**PROVIDED PASSAGE**:
========================

Oscar Snubs and Omissions:
Best Director nominee Spike Jonze was denied
a Best Picture nomination for his first feature-length film Being
John Malkovich, while director Frank Darabont's Best Picture
nominee The Green Mile was denied a Best Director nomination.
Directors Mike Leigh, Anthony Minghella and Paul Thomas Anderson
- for Topsy-Turvy, The Talented Mr. Ripley, and Magnolia respectively,
were also lacking Best Director nods. The End of the Affair, Magnolia,
and Being John Malkovich were all deprived of a Best
Picture nomination.
The most notable oversight of the year was for
Jim Carrey who impersonated the late comic Andy Kaufman in Man
on the Moon - he was a Golden-Globe winner for the role
but was snubbed by the Academy for the second year in a row
in a lead acting role - the previous year the insult revolved
around his performance in The Truman Show. [Even the
smutty cartoonish South Park: Bigger, Longer, and Uncut edged
out Man on the Moon with its sole nomination For Best
Original Song.]
Other omissions include:
- perennial Oscar favorite Tom Hanks for his
role as head guard Paul Edgecomb in The Green Mile
- Emily Watson for her role as an Irish mother
in Angela's Ashes
- Thora Birch as Kevin Spacey's sullen daughter
Jane and Mena Suvari as seductive cheerleader (and Spacey's
love interest) Angela in American Beauty
- Philip Seymour Hoffman and Julianne Moore
for performances in Magnolia
- Natalie Portman as a sensitive teenager in Anywhere
But Here
- Bruce Willis for his role as psychologist
Dr. Malcolm Crowe in The Sixth Sense
- Reese Witherspoon as overachieving high-school
student Tracy Enid Flick, and Matthew Broderick as an underpaid,
resentful HS teacher in director Alexander Payne's Election -
a film that received a sole Best Adapted Screenplay nomination
- Liev Schreiber for his role as a dull but
decent husband named Marty, with a straying, unfaithful wife
(Diane Lane) in A Walk on the Moon
Six films were completely denied nominations:
the late Stanley Kubrick's last movie Eyes Wide Shut,
Tim Robbins' Cradle Will Rock, the Internet-hyped The
Blair Witch Project, Three Kings, Spike Lee's Summer
of Sam, and Beavis and Butthead creator Mike Judge's comedic
satire Office Space (with an unnominated performance
by Gary Cole as the office boss).

========================

**RECORD SET**:

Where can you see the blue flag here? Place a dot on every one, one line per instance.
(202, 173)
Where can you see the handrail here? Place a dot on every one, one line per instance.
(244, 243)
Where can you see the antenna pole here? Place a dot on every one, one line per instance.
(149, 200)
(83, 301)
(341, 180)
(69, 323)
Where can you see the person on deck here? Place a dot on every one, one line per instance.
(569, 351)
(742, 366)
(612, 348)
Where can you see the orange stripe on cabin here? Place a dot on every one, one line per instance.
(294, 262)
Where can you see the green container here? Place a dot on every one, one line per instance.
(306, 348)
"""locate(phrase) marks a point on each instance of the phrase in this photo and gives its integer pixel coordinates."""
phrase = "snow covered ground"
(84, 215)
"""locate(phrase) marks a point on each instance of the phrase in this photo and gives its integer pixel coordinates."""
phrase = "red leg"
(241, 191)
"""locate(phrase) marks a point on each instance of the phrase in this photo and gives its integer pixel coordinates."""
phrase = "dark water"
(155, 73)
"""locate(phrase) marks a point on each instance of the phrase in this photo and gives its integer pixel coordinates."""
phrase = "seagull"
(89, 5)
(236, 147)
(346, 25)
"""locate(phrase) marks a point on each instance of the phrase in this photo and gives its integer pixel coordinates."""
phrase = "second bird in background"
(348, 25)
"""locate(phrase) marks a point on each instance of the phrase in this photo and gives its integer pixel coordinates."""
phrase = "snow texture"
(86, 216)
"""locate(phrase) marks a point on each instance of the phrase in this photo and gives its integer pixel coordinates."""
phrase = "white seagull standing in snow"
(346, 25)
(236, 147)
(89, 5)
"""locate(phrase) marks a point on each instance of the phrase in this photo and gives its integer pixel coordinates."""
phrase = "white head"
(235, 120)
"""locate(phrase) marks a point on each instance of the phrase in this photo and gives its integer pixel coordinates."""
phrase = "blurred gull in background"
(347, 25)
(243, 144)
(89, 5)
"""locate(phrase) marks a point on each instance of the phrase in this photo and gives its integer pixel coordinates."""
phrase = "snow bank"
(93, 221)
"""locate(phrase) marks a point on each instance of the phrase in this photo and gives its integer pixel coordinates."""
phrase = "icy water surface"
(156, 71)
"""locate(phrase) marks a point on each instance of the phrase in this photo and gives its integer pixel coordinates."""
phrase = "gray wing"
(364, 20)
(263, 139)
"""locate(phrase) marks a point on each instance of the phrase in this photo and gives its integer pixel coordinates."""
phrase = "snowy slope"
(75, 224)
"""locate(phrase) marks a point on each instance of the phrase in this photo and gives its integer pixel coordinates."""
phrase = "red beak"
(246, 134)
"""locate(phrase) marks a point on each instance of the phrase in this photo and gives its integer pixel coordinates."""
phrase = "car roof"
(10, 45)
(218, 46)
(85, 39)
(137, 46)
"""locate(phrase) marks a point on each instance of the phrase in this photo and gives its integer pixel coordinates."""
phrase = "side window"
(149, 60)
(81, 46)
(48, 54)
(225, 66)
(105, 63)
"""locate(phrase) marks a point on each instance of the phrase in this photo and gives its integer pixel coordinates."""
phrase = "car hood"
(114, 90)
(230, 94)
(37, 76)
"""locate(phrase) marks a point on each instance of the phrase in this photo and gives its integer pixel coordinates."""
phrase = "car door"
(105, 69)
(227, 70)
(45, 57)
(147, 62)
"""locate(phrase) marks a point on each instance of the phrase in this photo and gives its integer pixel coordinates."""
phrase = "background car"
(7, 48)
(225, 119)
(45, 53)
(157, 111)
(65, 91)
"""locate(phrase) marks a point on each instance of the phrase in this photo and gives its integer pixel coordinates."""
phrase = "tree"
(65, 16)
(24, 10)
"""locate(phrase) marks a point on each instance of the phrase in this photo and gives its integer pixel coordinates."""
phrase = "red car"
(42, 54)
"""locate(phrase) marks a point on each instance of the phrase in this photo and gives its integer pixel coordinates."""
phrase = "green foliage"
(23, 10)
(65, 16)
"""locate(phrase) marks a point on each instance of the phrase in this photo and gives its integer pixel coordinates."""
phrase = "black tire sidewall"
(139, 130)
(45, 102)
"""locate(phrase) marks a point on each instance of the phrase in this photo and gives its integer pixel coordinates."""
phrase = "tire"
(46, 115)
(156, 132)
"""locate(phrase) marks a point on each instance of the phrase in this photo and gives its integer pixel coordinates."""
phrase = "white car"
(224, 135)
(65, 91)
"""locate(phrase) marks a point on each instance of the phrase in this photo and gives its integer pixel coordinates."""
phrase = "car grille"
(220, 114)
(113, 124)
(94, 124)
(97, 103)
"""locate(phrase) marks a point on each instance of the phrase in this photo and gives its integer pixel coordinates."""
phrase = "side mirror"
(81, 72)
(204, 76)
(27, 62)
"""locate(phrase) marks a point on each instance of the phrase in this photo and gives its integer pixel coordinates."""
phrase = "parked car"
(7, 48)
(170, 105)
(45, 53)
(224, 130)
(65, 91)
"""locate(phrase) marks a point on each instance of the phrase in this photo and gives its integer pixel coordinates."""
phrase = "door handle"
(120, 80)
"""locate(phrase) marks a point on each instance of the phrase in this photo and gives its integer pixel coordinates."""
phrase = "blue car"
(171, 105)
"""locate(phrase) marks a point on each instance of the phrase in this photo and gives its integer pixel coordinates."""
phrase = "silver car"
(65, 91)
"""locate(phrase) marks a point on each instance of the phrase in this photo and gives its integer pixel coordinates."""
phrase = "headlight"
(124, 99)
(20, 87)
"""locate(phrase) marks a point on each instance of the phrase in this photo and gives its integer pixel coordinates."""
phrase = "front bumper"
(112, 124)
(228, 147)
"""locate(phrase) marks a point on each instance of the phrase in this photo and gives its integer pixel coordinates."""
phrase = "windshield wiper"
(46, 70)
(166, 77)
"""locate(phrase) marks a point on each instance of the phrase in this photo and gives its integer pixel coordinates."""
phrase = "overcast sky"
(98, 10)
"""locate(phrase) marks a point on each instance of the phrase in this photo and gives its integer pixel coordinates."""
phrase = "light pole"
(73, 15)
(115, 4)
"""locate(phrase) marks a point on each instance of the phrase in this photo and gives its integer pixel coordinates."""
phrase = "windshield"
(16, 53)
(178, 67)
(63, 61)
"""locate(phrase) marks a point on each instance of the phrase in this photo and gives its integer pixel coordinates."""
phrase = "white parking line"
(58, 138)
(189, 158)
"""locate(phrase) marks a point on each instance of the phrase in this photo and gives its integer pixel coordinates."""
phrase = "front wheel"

========================

**WORK REQUEST 1**: Say whether each statement agrees with the passage on Oscar snubs and omissions, and answer yes or no with the deciding words quoted exactly: (a) Jim Carrey won a Golden Globe for his role in Man on the Moon. (b) The Green Mile received a Best Director nomination. (c) Election received no nominations at all.
**WORK REQUEST 2**: Continue the passage on Oscar snubs and omissions from the point where it stops.
The data that comes after the passage on Oscar snubs and omissions is separate material.

**RESPONSE 1**:
(a) Yes: "he was a Golden-Globe winner for the role"
(b) No: "The Green Mile was denied a Best Director nomination"
(c) No: "a film that received a sole Best Adapted Screenplay nomination"

**RESPONSE 2**:
The Talented Mr. Ripley was shut out of
many categories: Best Picture, Matt Damon (as jealous and then
treacherous Tom Ripley) and Gwyneth Paltrow (as Jude Law's
girlfriend Marge Sherwood) for acting nominations, and Best
Director. The Insider's Al Pacino and Christopher Plummer
(as CBS newsman Mike Wallace) were also denied nominations. Being
John Malkovich's John Cusack (as puppeteer Craig Schwartz),
Cameron Diaz (as Cusack's dowdy, pet-obsessed wife Lotte) and
John Malkovich (as Himself) were equally ignored. Toy Story
2, a beautifully-crafted computer-animated film was only
able to secure a Best Original Song nomination ("When
She Loved Me" by Randy Newman), and the animated adventure
fantasy The Iron Giant went completely unnominated.
Another major omission was the intriguing, bewildering,
trend-setting and plot-twisting Spanish psychological drama Open
Your Eyes (1997, Sp.) (aka Abre Los Ojos),
released in the USA in 1999, with nominations lacking for Best
Picture, Best Director (Alejandro Amenábar), Best Actor
(Eduardo Noriega), Best Supporting Actress (Penelope Cruz),
and Best Original Screenplay (Amenábar and Mateo Gil).
(The possible years for the film to be submitted as Spain's
Foreign Language Film nominee were taken by Secrets
of the Heart (1997, Sp.) (aka Secretos del
corazón) in 1997, The Grandfather (1998,
Sp.) (aka El Abuelo) in 1998, and
this year's Best Foreign Language Film Winner, Pedro Almodóvar's
superb All About My Mother (1999, Sp.) (aka Todo
sobre mi madre)).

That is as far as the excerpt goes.